Reproduce word for word, from the entries below, the line with "box: [329, 184, 372, 216]", the line with "box: [78, 29, 123, 73]", and every line between them, and nothing more.

(Beginning of Given entries)

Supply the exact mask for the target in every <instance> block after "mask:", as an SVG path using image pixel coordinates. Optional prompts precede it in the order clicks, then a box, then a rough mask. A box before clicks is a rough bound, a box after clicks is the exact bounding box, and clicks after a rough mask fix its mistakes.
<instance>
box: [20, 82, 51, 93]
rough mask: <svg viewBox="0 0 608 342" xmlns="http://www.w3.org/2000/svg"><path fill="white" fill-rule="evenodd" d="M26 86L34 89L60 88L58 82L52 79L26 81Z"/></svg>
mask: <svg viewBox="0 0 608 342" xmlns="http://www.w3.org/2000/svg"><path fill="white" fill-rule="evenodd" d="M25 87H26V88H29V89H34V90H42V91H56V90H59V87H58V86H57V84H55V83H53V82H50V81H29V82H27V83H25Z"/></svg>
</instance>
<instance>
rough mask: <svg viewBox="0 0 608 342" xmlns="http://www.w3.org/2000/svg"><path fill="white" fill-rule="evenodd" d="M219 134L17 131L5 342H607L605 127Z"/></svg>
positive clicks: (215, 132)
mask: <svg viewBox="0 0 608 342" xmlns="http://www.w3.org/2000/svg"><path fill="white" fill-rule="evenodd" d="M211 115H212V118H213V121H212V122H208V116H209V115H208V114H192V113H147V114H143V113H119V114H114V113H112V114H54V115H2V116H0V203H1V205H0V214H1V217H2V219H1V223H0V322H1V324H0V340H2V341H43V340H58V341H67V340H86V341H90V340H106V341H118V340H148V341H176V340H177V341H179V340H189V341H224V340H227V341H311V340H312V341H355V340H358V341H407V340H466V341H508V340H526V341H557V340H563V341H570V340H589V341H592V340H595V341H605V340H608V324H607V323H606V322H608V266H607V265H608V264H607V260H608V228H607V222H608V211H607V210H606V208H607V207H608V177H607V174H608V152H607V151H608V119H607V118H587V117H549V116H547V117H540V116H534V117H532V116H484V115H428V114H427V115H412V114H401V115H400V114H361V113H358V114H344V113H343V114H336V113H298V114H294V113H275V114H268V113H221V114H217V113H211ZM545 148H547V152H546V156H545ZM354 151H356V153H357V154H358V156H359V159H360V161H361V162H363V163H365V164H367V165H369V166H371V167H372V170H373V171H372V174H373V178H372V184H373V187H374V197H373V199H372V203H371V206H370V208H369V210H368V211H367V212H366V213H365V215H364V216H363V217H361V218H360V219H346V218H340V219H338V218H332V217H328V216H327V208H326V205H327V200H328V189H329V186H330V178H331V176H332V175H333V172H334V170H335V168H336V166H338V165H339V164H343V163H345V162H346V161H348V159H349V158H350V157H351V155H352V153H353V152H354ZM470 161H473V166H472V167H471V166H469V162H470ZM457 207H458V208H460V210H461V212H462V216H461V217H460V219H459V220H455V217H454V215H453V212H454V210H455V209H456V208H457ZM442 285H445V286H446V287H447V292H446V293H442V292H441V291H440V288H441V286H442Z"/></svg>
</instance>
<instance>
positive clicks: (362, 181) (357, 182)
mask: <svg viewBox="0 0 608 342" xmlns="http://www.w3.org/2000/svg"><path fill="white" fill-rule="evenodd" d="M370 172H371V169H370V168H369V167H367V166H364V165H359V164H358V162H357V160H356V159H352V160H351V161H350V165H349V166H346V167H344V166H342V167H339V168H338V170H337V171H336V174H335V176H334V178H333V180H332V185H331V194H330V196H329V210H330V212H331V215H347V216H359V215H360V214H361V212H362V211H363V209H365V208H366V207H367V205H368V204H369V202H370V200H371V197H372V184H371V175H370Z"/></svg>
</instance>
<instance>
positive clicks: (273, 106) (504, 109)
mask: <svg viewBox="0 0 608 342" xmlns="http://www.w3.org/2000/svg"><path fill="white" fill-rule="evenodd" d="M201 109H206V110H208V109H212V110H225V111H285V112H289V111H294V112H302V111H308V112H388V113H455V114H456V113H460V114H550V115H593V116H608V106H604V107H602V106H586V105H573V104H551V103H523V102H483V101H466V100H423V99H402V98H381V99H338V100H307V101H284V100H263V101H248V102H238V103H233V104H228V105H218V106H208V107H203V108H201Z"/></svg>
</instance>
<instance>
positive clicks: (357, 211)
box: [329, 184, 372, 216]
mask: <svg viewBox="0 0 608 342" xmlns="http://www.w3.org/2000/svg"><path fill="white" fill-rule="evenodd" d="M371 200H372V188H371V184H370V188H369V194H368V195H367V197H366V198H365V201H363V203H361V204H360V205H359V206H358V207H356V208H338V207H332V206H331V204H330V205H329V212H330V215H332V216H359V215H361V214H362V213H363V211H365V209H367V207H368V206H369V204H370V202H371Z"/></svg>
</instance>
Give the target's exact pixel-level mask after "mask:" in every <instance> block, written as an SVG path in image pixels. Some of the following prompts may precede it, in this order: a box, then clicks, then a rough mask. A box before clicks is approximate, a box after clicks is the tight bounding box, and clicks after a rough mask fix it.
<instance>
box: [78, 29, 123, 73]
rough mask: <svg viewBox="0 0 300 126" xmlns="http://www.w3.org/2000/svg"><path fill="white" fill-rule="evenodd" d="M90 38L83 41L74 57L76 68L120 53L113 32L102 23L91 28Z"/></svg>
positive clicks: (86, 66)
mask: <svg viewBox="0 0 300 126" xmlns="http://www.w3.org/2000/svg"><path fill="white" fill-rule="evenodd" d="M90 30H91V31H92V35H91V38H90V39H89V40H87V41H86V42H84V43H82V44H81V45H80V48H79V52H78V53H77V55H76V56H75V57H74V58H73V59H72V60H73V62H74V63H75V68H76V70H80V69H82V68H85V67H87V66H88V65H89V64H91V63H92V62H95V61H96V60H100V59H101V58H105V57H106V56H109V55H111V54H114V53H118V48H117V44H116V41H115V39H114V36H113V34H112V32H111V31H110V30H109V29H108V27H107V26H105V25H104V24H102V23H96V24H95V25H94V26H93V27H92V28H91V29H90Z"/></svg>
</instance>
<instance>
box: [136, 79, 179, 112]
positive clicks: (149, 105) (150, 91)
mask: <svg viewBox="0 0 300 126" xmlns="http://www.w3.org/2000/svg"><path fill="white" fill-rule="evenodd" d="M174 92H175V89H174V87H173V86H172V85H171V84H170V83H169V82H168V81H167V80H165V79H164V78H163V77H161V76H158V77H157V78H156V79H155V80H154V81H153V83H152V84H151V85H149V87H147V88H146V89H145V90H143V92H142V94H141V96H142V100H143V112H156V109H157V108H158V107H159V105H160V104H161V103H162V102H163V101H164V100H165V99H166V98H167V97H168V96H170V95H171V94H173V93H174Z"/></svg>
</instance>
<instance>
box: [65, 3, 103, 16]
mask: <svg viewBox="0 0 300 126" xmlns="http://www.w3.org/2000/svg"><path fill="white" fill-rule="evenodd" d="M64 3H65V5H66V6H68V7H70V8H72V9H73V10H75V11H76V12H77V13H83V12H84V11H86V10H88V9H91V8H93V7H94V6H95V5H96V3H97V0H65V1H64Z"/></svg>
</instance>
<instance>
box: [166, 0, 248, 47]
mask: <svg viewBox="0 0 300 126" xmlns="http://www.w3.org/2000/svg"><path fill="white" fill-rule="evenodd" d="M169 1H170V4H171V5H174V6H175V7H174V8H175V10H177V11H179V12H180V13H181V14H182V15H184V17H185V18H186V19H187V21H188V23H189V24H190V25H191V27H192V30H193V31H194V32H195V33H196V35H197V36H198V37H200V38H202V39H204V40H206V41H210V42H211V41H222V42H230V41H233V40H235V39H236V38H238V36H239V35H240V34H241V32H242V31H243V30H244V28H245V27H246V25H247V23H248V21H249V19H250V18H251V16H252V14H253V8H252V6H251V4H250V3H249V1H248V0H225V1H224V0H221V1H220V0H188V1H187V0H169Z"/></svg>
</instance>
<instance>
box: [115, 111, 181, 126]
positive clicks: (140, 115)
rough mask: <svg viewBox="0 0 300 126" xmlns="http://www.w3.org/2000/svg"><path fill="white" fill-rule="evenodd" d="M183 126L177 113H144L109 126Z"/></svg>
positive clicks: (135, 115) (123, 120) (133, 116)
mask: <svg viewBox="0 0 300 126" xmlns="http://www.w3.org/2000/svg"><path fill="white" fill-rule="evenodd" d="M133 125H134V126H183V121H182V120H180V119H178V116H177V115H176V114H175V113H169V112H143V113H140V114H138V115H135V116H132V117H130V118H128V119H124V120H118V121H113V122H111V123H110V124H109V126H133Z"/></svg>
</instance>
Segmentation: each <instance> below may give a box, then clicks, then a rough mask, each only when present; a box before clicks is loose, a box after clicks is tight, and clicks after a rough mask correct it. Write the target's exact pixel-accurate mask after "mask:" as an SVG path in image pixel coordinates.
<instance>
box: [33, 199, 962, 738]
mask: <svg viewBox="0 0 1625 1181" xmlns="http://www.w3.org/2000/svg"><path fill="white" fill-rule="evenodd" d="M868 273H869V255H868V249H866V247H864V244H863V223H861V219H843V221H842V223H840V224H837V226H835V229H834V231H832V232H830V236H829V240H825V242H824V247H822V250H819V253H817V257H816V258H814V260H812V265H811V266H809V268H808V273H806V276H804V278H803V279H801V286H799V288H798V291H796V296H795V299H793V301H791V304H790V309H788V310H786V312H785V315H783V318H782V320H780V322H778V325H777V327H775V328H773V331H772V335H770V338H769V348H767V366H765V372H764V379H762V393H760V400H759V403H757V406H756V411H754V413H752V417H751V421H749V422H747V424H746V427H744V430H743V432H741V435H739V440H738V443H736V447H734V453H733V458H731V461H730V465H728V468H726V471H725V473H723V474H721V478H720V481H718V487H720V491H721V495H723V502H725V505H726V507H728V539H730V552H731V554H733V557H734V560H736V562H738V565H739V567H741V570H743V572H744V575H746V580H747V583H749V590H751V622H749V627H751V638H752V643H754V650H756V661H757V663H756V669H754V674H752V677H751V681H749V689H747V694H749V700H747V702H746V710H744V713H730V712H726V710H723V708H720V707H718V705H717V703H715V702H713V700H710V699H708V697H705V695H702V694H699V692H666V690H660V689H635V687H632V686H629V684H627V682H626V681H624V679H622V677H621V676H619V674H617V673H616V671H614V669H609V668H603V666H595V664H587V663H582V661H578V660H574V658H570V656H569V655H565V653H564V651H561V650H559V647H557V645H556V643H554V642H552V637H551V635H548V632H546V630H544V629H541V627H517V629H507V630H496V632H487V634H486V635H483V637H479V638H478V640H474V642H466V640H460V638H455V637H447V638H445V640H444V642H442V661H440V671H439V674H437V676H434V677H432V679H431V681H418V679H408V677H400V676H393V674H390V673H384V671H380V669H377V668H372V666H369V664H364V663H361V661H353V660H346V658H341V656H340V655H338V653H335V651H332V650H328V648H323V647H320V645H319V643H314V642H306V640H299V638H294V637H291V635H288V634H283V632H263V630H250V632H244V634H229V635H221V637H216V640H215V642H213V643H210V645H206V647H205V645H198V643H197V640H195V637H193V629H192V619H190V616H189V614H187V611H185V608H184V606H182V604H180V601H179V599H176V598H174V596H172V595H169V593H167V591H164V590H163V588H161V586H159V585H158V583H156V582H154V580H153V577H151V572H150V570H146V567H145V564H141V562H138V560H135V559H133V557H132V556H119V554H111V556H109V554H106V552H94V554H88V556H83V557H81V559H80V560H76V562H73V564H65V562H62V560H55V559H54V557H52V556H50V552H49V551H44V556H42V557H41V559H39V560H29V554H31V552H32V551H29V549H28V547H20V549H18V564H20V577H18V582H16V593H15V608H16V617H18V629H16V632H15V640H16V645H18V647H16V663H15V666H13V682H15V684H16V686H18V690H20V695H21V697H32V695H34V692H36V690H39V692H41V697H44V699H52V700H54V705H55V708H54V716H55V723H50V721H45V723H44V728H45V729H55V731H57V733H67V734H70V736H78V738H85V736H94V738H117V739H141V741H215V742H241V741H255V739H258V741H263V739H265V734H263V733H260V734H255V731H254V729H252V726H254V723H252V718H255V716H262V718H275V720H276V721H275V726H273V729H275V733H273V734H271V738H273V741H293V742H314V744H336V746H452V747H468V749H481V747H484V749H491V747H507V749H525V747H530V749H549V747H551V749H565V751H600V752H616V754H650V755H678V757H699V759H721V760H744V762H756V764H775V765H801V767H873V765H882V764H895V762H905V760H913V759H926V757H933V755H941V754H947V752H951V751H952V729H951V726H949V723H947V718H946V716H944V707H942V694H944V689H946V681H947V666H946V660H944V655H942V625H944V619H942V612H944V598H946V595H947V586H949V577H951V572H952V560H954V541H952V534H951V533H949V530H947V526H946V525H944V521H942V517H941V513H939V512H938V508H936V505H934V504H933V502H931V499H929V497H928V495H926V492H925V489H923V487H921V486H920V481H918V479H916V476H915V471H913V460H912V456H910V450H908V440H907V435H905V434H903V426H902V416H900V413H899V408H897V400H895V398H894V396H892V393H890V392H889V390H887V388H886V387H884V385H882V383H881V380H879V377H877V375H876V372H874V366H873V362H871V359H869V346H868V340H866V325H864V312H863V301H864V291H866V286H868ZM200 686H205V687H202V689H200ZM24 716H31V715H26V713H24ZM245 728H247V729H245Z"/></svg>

(End of Given entries)

▶ **The answer**
box: [329, 184, 372, 216]
mask: <svg viewBox="0 0 608 342" xmlns="http://www.w3.org/2000/svg"><path fill="white" fill-rule="evenodd" d="M371 200H372V188H371V184H370V188H369V194H368V195H367V197H366V198H365V201H363V203H361V204H360V205H359V206H358V207H356V208H338V207H332V206H331V204H330V205H329V212H330V215H332V216H359V215H361V214H362V213H363V211H365V209H367V207H368V206H369V204H370V202H371Z"/></svg>
</instance>
Give the target's exact pixel-level mask after "mask:" in every <instance> block, written as an SVG path in image pixels. Some of the following prompts may precede it, in this order: a box, then clicks, then a rough mask. A box before clicks is approximate, a box after clicks is the tight bounding box, and clicks after a rough mask fix it.
<instance>
box: [78, 29, 123, 73]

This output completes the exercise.